= CONJUNTO DE TAREFAS =
1. Indique se cada afirmação abaixo está de acordo com o artigo sobre a oposição de esquerda ao governo Lula, respondendo sim ou não e citando literalmente as palavras decisivas do artigo. (a) O discurso sobre o arcabouço fiscal orienta esse setor da esquerda desde 2023. (b) O PSTU defende a desindustrialização do Brasil. (c) Para a Transição Socialista, a classe trabalhadora decide os rumos da política fiscal.
2. Dê continuidade ao artigo sobre a oposição de esquerda ao governo Lula a partir da última frase apresentada.

= ARTIGO =
==================================================
A estratégia utilizada pelos partidos da tal “oposição de esquerda” ao governo Lula consiste em tentativas de tomar o discurso petista para si, radicalizando-o, denunciando o governo como “conciliador” e, se estiverem em um dia particularmente “radical”, como burguês; não em um reconhecimento do caráter burguês de todo Estado, mas em uma crítica que, se não como simples conselho ao governo, aparece como uma ilusão do tipo: “se a figura pública de meu partido fosse presidente, faríamos melhor”. O discurso em torno do arcabouço fiscal, que tem norteado esse setor desde 2023, é particularmente representativo disso. Como afirma a Transição Socialista em um texto conjuntural:
[…] o debate sobre a destinação dos impostos é um problema dos capitalistas. Essa discussão é alheia aos interesses da classe trabalhadora, pois pressupõe que a exploração já foi realizada (considera a extração e realização da mais-valia post festum). Quando um novo regime fiscal e uma nova regra tributária são aprovados no parlamento burguês, dá-se apenas uma negociação entre setores da burguesia para definir como e quanto da mais-valia global será concedida às suas necessidades comuns/burguesas. A classe trabalhadora não tem poder de decisão algum nos rumos dessa política, pois é uma luta que já pressupõe a sua derrota. […] [5]
Ainda assim, essas organizações insistem em demandar do governo coisas como o fim do arcabouço fiscal e o não-pagamento da dívida pública, isto é, tentam dar conselhos ao Estado sobre como a mais-valia extraída no processo de exploração dos trabalhadores deve ser, na verdade, investida em projetos sociais para “o povo”. Fazem isso, é claro, afirmando representar o proletariado, cujo processo de luta deve, de acordo com eles, culminar na realização dessas demandas toscas de administração estatal.
Portanto, não deve surpreender ninguém que tanto nas manifestações do “Congresso Inimigo do Povo” quanto na campanha nacionalista pós-tarifaço, tais organizações decidiram “disputar espaço”: tomar parte, oportunisticamente, nas ilusões da classe trabalhadora, para aumentar o próprio número de militantes e filiados, e ganhar projeção.
Além disso, se o PT sustenta-se em uma narrativa de modernização baseada na aliança com a burguesia industrial, com a qual busca “impulsionar a reindustrialização do Brasil, fortalecendo sua posição como potência industrial global” e “superar sua [do Brasil] histórica vocação primário-exportadora” [6], disso também deriva parte do papel dos partidos da “oposição de esquerda” em sustentar o governo a que se opõem, dado que o socialismo que essas organizações defendem é, ele também, um socialismo de modernização. O PSTU, por exemplo, é programaticamente contra a “desindustrialização”, como demonstra o texto “A Recolonização do Brasil”, de 2019:
Falamos em “recolonização” do Brasil porque há um processo de desindustrialização do país e de cristalização de uma economia nacional baseada na produção e extração de matérias primas para vender pro exterior e que, assim como no período colonial, compra os produtos manufaturados das “metrópoles”. A participação do país na indústria de transformação mundial vem caindo a cada ano. […] Enquanto isso, o governo estimula e governa para o agronegócio e para os bancos. [7]
É evidente o nacionalismo desenvolvimentista de uma formulação como essa, onde o problema central é a “recolonização”, ou a relação desigual de comércio entre o Brasil e outras nações, de forma que a mais-valia extraída pelos capitalistas nacionais é escoada para os de fora. A preocupação aqui é a mesma da citação acima, em que o petista Reginaldo Lopes descreve o objetivo do programa Nova Indústria Brasil.
==================================================
= REGISTROS EXTRAÍDOS =
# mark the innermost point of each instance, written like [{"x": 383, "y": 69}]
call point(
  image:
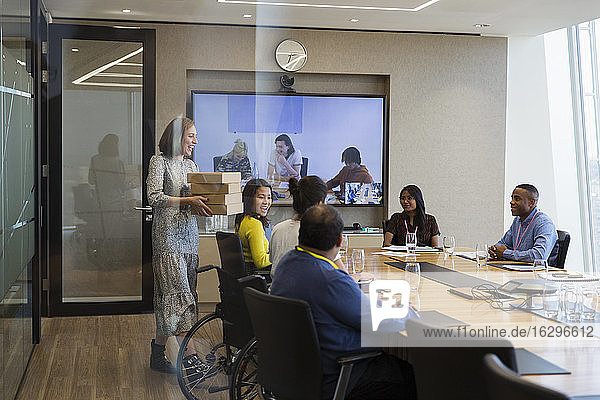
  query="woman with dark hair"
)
[
  {"x": 352, "y": 172},
  {"x": 251, "y": 224},
  {"x": 175, "y": 241},
  {"x": 306, "y": 192},
  {"x": 285, "y": 160},
  {"x": 412, "y": 219}
]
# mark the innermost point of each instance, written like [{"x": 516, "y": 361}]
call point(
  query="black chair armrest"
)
[
  {"x": 205, "y": 268},
  {"x": 352, "y": 358}
]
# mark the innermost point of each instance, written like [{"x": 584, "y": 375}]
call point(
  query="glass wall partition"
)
[{"x": 17, "y": 194}]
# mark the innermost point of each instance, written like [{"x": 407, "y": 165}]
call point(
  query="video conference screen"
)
[{"x": 238, "y": 132}]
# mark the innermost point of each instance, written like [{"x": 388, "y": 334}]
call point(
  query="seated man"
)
[
  {"x": 308, "y": 273},
  {"x": 532, "y": 235}
]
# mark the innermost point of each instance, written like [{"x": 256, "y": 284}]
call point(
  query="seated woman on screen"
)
[
  {"x": 412, "y": 219},
  {"x": 285, "y": 161},
  {"x": 352, "y": 172},
  {"x": 307, "y": 192},
  {"x": 236, "y": 160},
  {"x": 250, "y": 225}
]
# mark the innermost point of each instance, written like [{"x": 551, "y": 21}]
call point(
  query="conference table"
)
[{"x": 580, "y": 357}]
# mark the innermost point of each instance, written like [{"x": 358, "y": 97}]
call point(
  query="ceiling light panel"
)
[{"x": 381, "y": 5}]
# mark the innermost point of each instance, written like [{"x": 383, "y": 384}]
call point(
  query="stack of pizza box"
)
[{"x": 222, "y": 189}]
==================================================
= RESPOSTAS DOS EXERCÍCIOS =
1.
(a) Sim: “O discurso em torno do arcabouço fiscal, que tem norteado esse setor desde 2023, é particularmente representativo disso.”
(b) Não: “O PSTU, por exemplo, é programaticamente contra a “desindustrialização””
(c) Não: “A classe trabalhadora não tem poder de decisão algum nos rumos dessa política”

2.
No mesmo texto, o PSTU chega à seguinte conclusão:
A covardia da burguesia brasileira não é uma característica inata. Ela é herança do medo que os senhores de terra tinham dos negros escravizados e que se transformou, posteriormente, num pavor da classe trabalhadora e do povo pobre. Por isso, a burguesia é capaz de entregar a faixa presidencial a um miliciano populista e de extrema-direita como Bolsonaro e é incapaz de romper com o imperialismo ou cumprir qualquer papel progressivo no país. Exatamente por isso, é completamente equivocado renunciar à independência política da classe trabalhadora em nome de uma unidade com a burguesia. […] [8]
É de se perguntar se um governo como o atual, que busca desenvolver a indústria e representar os interesses dos burgueses industriais, restitui à burguesia brasileira a capacidade de “romper com o imperialismo” e cumprir um “papel progressivo” que, como lamenta o PSTU, haveria desaparecido “no país”. Mais do que isso, fica a questão de para onde vai a “independência política da classe trabalhadora” numa tal situação. Enfim, se a covardia de nossa burguesia, o tal medo que ela tem dos trabalhadores, se expressa no fato dela ter colocado Bolsonaro no poder, disso decorre, lendo de trás para frente, que ter colocado Fernando Haddad no poder em 2018 seria um aumento no poder dos trabalhadores?
Um outro exemplo mais recente, sobre o atual governo, é a publicação do jornal O Futuro, do PCBR, a respeito do tarifaço, que termina da seguinte forma:
Por trás desse recuo todo do governo federal, fica escancarado que muitas promessas de campanha nas eleições não serão cumpridas, como a reestatização da Eletrobrás. Tal assunto foi levantado no início do mandato, mas já rapidamente esquecido. Ou seja, ao invés de promover um debate nacional junto com os trabalhadores sobre um assunto tão essencial à soberania brasileira (alardeada aos quatro ventos recentemente contra a política tarifária do governo estadunidense), o governo Lula decide abandonar essa bandeira com o objetivo de não “desagradar” a própria base do governo no Congresso. [9]
Aqui, novamente, nossos comunistas aconselham Lula sobre a melhor forma de governar, afirmando que o nacionalismo petista não é empregado da forma correta, e que deveria, alternativamente, se debruçar sobre a reestatização da Eletrobrás. Ora, toda estatização deriva de interesses da burguesia, de forma a socializar os custos quando um capitalista individual não é capaz de desenvolver ou rentabilizar uma empresa. Isso se mantém até que ela possa ser privatizada. O objetivo de toda estatização, portanto, é possibilitar rentabilidade para diferentes capitais e, como estamos falando de modernização, desenvolver as forças produtivas.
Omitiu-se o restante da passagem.